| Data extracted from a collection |
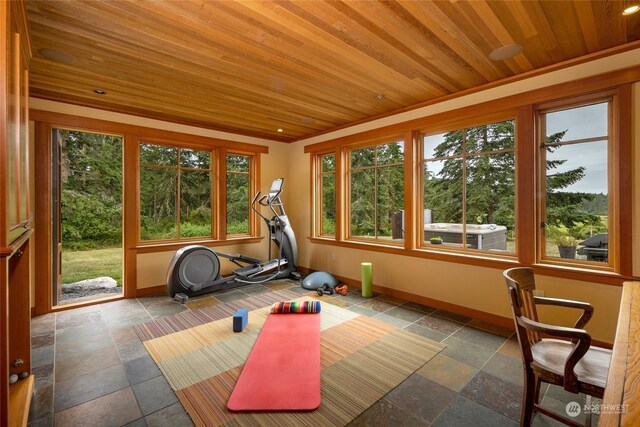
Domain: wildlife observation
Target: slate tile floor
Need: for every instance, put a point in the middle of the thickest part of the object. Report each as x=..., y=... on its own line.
x=92, y=370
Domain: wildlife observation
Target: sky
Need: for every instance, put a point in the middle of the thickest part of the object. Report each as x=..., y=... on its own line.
x=582, y=122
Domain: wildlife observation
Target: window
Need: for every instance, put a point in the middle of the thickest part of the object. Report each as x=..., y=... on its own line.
x=490, y=186
x=469, y=188
x=376, y=190
x=327, y=195
x=238, y=168
x=175, y=193
x=575, y=180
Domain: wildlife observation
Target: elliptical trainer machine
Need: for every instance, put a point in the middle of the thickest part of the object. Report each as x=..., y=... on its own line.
x=195, y=270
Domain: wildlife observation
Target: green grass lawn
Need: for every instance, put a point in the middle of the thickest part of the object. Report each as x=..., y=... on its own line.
x=81, y=265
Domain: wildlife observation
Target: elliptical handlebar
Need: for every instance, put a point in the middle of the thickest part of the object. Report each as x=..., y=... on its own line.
x=270, y=200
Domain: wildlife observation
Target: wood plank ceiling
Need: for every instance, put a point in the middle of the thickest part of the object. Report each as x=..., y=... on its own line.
x=252, y=67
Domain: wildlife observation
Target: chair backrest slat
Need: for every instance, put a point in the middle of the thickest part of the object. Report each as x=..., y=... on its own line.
x=521, y=284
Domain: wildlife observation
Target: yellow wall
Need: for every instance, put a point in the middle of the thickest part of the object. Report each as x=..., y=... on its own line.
x=469, y=286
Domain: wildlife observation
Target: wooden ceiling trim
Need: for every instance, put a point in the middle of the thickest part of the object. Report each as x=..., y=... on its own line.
x=457, y=40
x=598, y=82
x=587, y=21
x=307, y=66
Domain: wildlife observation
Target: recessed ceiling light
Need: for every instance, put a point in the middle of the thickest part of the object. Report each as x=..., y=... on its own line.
x=631, y=9
x=57, y=56
x=505, y=52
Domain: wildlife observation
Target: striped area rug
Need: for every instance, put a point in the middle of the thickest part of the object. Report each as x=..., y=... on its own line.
x=362, y=359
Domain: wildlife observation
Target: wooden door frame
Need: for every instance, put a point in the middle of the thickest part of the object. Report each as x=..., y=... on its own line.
x=44, y=274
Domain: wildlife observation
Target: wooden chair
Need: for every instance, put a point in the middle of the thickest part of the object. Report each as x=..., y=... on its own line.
x=554, y=354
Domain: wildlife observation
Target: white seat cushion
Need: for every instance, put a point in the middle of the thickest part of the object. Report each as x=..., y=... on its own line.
x=551, y=354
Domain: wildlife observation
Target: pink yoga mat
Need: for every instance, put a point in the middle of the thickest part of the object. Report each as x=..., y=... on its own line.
x=282, y=372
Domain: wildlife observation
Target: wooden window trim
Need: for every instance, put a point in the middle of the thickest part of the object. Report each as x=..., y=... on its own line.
x=619, y=171
x=254, y=228
x=44, y=121
x=523, y=108
x=465, y=124
x=316, y=201
x=346, y=185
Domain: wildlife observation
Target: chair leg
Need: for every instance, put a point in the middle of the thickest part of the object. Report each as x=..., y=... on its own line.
x=529, y=397
x=587, y=413
x=538, y=386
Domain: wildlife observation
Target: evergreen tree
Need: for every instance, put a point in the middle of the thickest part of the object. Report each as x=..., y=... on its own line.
x=490, y=179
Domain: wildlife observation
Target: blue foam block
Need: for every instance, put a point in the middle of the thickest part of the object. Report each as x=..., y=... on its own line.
x=240, y=320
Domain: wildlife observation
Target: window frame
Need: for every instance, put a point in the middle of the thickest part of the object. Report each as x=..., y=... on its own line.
x=613, y=164
x=217, y=170
x=463, y=125
x=346, y=166
x=253, y=223
x=523, y=107
x=318, y=202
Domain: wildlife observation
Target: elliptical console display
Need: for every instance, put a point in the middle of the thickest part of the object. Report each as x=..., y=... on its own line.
x=195, y=270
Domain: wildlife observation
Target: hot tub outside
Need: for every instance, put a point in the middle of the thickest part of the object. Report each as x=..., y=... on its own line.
x=479, y=236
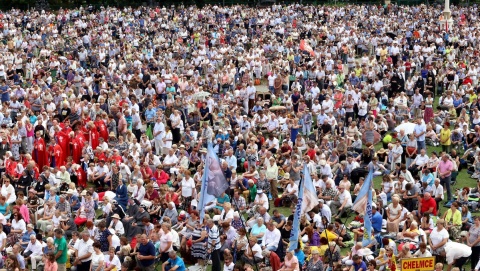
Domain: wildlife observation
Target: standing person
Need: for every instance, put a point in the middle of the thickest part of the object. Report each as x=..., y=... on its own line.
x=60, y=250
x=445, y=168
x=84, y=251
x=473, y=241
x=419, y=131
x=146, y=254
x=214, y=245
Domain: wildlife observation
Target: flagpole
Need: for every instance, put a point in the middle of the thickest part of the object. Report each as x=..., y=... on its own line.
x=246, y=234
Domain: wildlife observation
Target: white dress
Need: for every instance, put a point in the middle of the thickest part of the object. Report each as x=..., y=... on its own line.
x=9, y=190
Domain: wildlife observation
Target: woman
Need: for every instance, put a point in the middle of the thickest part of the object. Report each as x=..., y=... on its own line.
x=253, y=253
x=313, y=236
x=473, y=241
x=394, y=214
x=445, y=137
x=98, y=258
x=271, y=174
x=240, y=243
x=171, y=212
x=46, y=219
x=198, y=242
x=166, y=242
x=111, y=260
x=258, y=229
x=315, y=263
x=428, y=113
x=50, y=262
x=5, y=208
x=409, y=233
x=426, y=223
x=121, y=195
x=466, y=218
x=411, y=149
x=17, y=228
x=176, y=121
x=15, y=143
x=370, y=130
x=104, y=236
x=114, y=178
x=87, y=210
x=8, y=191
x=453, y=220
x=291, y=262
x=387, y=186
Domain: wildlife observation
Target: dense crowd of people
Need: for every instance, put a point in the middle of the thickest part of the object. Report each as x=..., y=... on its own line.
x=107, y=117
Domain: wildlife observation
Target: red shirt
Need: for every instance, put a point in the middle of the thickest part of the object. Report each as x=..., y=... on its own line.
x=427, y=204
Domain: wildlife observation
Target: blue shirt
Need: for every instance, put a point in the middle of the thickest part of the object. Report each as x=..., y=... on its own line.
x=147, y=250
x=362, y=265
x=177, y=262
x=300, y=256
x=377, y=222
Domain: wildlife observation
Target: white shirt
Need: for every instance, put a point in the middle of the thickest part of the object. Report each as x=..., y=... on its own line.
x=271, y=238
x=159, y=127
x=438, y=236
x=35, y=248
x=345, y=196
x=262, y=197
x=84, y=248
x=187, y=187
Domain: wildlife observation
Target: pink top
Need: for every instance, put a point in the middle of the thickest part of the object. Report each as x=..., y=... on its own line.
x=49, y=266
x=290, y=263
x=25, y=214
x=445, y=166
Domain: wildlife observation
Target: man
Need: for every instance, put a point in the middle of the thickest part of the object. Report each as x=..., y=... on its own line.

| EXERCISE DETAILS |
Transcribe the lines from the start of the records through the line holding "x=92, y=370", inclusive, leaving the pictures out of your answer.

| SOLUTION FOR THIS EXERCISE |
Domain: wildlife observation
Target: slate tile floor
Need: for every instance, put a point in the middle of the thickest part of the object. Report each as x=..., y=... on its own line.
x=92, y=370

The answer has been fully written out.